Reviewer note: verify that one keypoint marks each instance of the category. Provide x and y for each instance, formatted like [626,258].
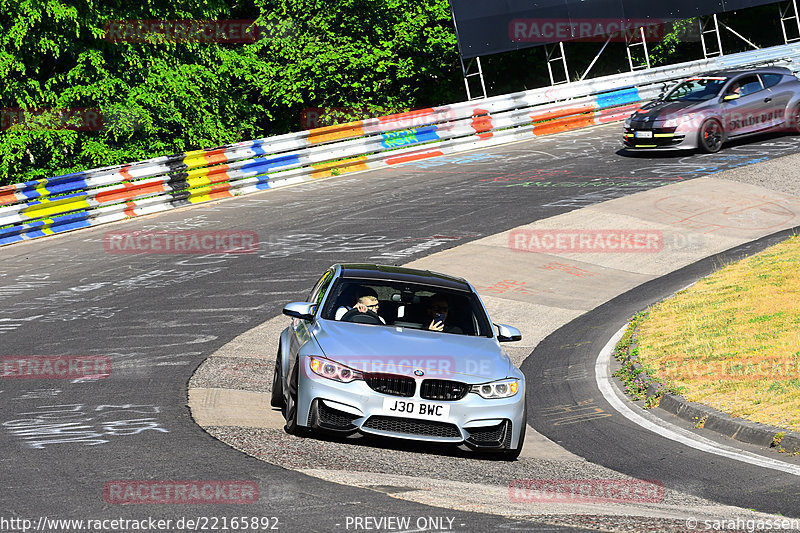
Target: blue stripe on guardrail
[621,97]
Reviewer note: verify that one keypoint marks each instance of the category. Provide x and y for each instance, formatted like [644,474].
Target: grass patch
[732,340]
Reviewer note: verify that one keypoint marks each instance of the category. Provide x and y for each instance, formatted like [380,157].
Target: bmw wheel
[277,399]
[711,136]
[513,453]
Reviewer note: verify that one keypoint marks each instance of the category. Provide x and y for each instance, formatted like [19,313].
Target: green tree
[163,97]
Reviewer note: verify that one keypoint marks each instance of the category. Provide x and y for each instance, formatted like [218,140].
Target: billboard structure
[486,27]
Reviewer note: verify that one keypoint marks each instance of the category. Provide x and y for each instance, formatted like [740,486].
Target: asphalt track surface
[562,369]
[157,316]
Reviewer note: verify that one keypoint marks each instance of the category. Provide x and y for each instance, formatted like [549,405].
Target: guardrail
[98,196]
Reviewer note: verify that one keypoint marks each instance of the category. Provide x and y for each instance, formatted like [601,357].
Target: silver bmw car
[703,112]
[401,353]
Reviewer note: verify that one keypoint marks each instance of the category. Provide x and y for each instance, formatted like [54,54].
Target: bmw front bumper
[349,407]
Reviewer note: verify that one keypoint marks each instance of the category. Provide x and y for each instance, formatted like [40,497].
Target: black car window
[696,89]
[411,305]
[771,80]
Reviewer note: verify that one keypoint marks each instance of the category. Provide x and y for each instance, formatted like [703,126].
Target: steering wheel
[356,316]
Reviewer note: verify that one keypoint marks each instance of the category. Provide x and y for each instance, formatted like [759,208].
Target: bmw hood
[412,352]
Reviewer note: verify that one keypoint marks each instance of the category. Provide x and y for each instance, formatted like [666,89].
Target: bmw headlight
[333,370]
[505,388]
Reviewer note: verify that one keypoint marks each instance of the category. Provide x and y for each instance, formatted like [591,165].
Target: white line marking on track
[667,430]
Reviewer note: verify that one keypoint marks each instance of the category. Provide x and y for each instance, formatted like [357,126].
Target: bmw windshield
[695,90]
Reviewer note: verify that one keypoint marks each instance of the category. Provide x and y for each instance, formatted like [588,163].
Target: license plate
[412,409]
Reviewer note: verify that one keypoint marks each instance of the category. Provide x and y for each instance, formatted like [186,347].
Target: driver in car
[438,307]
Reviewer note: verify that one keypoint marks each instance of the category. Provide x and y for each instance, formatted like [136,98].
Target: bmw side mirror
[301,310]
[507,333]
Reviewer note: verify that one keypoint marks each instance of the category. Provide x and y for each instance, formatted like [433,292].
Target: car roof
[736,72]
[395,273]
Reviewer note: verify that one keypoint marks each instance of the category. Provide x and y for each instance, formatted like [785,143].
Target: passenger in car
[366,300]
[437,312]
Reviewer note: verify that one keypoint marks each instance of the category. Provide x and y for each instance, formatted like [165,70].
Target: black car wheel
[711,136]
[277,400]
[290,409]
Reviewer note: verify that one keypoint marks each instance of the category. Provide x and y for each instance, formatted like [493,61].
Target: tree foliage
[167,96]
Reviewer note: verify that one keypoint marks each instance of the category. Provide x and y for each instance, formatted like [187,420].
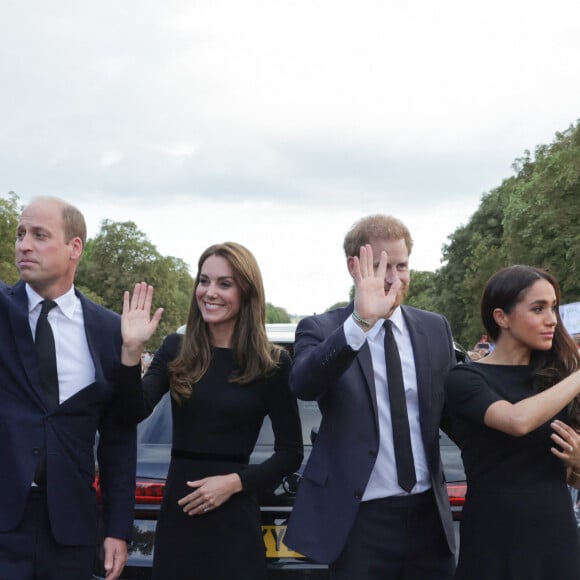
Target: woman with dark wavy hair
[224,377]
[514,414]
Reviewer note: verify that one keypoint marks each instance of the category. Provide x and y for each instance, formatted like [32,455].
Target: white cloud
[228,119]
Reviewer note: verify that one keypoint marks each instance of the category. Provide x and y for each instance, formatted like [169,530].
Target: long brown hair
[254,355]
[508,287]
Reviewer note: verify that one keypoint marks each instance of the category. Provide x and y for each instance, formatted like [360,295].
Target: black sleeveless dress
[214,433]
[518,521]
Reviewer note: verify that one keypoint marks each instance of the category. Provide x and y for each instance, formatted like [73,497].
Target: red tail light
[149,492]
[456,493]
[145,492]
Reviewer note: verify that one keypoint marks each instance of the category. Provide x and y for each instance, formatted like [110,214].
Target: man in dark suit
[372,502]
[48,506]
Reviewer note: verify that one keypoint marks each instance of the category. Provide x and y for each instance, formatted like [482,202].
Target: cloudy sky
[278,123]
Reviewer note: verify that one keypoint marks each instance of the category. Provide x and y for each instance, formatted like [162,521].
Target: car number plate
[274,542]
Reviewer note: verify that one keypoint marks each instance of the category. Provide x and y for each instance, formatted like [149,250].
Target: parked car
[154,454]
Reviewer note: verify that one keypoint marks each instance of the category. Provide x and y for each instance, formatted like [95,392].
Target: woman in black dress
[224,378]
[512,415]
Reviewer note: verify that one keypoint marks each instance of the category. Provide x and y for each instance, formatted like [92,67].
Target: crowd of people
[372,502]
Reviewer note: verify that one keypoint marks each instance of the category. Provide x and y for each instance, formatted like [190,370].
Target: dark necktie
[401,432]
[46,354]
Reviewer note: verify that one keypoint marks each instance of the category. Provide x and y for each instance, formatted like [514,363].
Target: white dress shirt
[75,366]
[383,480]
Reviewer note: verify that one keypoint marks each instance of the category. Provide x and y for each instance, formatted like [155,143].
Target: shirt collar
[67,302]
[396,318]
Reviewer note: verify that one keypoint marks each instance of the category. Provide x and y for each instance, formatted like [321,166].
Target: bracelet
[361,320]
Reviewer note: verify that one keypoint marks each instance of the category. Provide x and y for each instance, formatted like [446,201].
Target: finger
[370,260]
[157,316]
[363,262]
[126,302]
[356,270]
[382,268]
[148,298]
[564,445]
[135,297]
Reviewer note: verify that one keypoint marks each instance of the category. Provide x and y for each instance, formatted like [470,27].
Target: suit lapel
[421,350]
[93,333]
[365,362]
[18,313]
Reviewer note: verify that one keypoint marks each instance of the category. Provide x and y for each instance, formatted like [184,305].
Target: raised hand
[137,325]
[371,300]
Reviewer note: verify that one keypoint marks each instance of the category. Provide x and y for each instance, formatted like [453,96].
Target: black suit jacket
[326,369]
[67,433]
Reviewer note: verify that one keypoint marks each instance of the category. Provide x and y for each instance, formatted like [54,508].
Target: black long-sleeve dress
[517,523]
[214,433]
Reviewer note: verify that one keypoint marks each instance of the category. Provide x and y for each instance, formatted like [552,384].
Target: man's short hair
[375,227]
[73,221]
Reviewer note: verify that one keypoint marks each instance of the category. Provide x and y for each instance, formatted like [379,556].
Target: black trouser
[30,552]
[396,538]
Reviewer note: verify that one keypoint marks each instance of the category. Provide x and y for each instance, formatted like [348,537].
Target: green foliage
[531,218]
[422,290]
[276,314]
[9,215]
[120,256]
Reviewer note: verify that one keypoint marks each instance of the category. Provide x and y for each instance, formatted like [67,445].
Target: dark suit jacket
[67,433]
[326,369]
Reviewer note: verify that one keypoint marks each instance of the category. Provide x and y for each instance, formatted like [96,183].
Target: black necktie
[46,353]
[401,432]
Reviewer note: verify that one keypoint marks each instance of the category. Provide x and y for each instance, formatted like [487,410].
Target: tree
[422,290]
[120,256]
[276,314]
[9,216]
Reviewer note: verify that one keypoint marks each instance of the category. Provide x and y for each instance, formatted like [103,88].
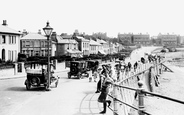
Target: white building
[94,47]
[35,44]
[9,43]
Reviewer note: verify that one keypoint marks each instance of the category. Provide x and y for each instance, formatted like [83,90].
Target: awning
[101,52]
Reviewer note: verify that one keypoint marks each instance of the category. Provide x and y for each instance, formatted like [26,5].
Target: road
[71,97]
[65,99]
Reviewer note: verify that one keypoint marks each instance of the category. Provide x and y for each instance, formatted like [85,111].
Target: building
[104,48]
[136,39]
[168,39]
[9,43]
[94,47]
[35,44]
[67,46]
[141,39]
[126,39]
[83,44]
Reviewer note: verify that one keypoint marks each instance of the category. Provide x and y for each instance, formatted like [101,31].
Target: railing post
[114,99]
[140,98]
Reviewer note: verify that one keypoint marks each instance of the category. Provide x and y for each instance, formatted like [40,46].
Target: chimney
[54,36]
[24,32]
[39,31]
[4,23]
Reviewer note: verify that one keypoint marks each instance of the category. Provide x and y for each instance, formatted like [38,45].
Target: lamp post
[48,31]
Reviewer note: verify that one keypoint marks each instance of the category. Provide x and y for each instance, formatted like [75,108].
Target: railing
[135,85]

[About this exercise]: Leave out the pictures, then repeat the listing above exactly from its first line to the line with "formatted like [380,157].", inclusive.

[Problem solution]:
Reviewer note: verify that one keypoint marks each instance of the category. Provide x and y for each instance, formatted like [626,258].
Target: blue stripe on guardrail
[621,97]
Reviewer note: verify that one keypoint marks each instance of the category. Provide x and y for each instance, formatted like [644,474].
Target: grass patch
[732,340]
Reviewer note: verify that one keypoint marks each instance of the category. Provide x and y for each instance, formatted like [380,157].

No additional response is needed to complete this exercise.